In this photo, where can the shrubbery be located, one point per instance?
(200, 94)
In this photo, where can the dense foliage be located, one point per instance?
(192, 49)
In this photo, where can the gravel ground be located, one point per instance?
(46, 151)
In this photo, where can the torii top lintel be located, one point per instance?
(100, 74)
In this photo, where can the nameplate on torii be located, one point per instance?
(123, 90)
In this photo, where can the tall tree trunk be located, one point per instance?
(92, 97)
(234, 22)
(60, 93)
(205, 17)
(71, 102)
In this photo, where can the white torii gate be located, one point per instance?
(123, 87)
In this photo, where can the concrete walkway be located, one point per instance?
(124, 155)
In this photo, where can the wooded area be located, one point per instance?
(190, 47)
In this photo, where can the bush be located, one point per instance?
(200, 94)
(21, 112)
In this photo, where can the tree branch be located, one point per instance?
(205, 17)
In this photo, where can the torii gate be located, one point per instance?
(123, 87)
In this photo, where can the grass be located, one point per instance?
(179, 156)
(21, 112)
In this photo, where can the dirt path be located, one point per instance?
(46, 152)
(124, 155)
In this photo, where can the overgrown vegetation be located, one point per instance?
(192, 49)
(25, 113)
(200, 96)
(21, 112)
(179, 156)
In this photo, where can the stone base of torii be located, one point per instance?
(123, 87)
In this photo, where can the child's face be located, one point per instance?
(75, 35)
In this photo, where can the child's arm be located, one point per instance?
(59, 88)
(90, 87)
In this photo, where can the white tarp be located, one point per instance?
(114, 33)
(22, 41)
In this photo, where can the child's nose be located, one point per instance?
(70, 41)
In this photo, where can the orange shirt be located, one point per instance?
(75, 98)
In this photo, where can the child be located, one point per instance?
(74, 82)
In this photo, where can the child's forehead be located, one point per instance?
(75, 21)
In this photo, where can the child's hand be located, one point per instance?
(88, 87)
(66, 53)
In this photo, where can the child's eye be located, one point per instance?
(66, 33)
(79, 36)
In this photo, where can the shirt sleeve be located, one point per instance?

ACTIVITY:
From the "In this photo, where can the child's arm" line to the close of the listing, restate each line word for word.

RESPONSE FOR THIS EXERCISE:
In this photo, where can the child's arm be located, one point per instance?
(59, 88)
(90, 87)
In this photo, where can the white tarp be located, one point per instance?
(114, 33)
(22, 41)
In this photo, where can the child's nose be located, one point per instance?
(70, 41)
In this photo, where can the orange shirt be located, one point per instance?
(75, 98)
In this photo, where can the child be located, one point per instance?
(74, 82)
In this photo, where can the child's forehead be located, one point per instance?
(75, 21)
In this photo, where can the child's hand be located, one point per instance?
(88, 87)
(66, 53)
In this photo, where can the child's eye be located, one point per instance?
(66, 33)
(79, 36)
In this photo, where can the shirt sleeve be located, one point per instance?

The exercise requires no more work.